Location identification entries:

>>

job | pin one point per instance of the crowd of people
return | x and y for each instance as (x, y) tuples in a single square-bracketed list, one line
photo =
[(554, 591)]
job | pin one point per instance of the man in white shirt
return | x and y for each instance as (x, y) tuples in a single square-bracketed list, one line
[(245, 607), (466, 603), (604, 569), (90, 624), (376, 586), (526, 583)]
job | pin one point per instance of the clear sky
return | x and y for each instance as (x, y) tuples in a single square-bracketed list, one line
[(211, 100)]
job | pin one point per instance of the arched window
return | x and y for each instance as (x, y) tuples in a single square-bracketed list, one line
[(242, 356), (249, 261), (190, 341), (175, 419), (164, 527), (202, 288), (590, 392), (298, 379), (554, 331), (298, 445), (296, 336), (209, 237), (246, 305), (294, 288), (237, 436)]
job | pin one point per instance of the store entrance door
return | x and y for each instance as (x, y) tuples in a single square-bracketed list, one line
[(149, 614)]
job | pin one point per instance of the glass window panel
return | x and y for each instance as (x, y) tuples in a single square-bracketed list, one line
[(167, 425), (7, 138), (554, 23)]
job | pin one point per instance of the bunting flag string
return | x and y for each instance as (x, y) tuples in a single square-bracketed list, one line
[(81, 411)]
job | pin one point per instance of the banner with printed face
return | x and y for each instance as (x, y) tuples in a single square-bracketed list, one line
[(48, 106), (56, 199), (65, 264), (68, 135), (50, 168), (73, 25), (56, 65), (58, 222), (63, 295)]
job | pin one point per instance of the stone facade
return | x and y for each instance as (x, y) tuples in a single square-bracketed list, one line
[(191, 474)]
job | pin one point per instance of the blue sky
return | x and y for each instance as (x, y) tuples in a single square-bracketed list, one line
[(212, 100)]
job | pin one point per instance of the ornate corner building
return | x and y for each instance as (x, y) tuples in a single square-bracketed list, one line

<<

[WHAT YOU WILL DO]:
Rescale the rows above, starting at the beginning and ending at the line that contains "[(81, 411)]", by writing every line out again with its requests included. Multiply each coordinate in the answers by 2.45 and round it to a whole number, with halves rounded up.

[SOLUTION TO THIS TASK]:
job | pin one point per instance of the crowd of people
return | x and y for each instance as (x, y) tuples in a single square-bracketed list, one line
photo =
[(1357, 1448)]
job | pin one point per instance of the man in white shirt
return | x and y for each instance as (x, y) tuples in a single square-bracketed list, one line
[(600, 1487), (1142, 1477), (1480, 1394), (221, 1529), (921, 1436), (1289, 1428)]
job | pin one point per instance of the clear sky
return | x and y for each instance as (x, y) tuples in a single square-bracketed list, one line
[(517, 245)]
job | pin one point per instance of the arched window
return | x and y for each instance as (x, y) tuples in a single square-bracketed list, one line
[(593, 872), (610, 639), (466, 835), (429, 1027), (402, 1291), (495, 706), (1446, 960), (730, 929), (1357, 811), (730, 1090), (725, 823), (512, 581), (603, 747), (720, 706), (581, 1068)]
job | pin one point per instance of the store entrance door
return | x and y for each instance as (x, y) tuples in a single square-bracketed list, one line
[(365, 1504)]
job | pin one point per instance of the glass window panel
return | x and y for each instance as (x, y) tuples in a single square-bracketed list, one line
[(409, 1041), (17, 338), (1357, 56)]
job | pin one point per instance of the bunting flag string
return | x and y for each instance as (x, y) tuples in a single square-bracketed list, one line
[(198, 1007)]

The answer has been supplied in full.